Requirements ▸
Format each line of the records below as a two-column Markdown table, with the row number under "No." and the line under "Text". Skip blank lines and leave the pictures out of the answer.

Given information ▸
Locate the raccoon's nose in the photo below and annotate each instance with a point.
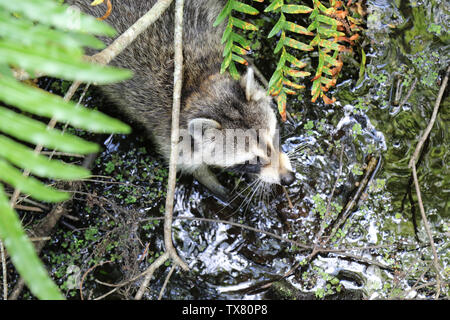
(287, 178)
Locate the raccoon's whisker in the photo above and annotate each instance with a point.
(253, 194)
(238, 195)
(238, 183)
(249, 196)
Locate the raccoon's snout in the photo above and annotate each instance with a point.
(287, 178)
(280, 172)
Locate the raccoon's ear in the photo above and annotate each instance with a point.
(248, 83)
(198, 126)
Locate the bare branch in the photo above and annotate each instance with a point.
(412, 165)
(175, 134)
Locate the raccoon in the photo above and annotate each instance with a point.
(216, 110)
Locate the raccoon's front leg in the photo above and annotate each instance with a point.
(209, 180)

Problem solution ▸
| No. | Text |
|---|---|
| 1 | Locate the raccoon's nose in the photo below and annotate each instance with a point. |
| 2 | (287, 178) |
| 3 | Locate the raccoon's whisker in the photo above and annotate each instance with a point. |
| 4 | (253, 194) |
| 5 | (238, 195) |
| 6 | (238, 183) |
| 7 | (249, 196) |
| 8 | Locate the raccoon's snout in the photo above and annotate each instance with a point. |
| 9 | (287, 178) |
| 10 | (280, 172) |
| 11 | Locate the raccoon's ear in the photo above and annotate each instance with a point. |
| 12 | (248, 83) |
| 13 | (198, 126) |
| 14 | Locate the bare branch in the photo above and annotate each instance with a point. |
| 15 | (412, 165) |
| 16 | (175, 134) |
| 17 | Locate the raccoon in the photo above and annotate each instance with a point. |
| 18 | (216, 110) |
| 19 | Locate the raccoon's front leg in the photo above and annotate each instance with a point. |
| 20 | (209, 180) |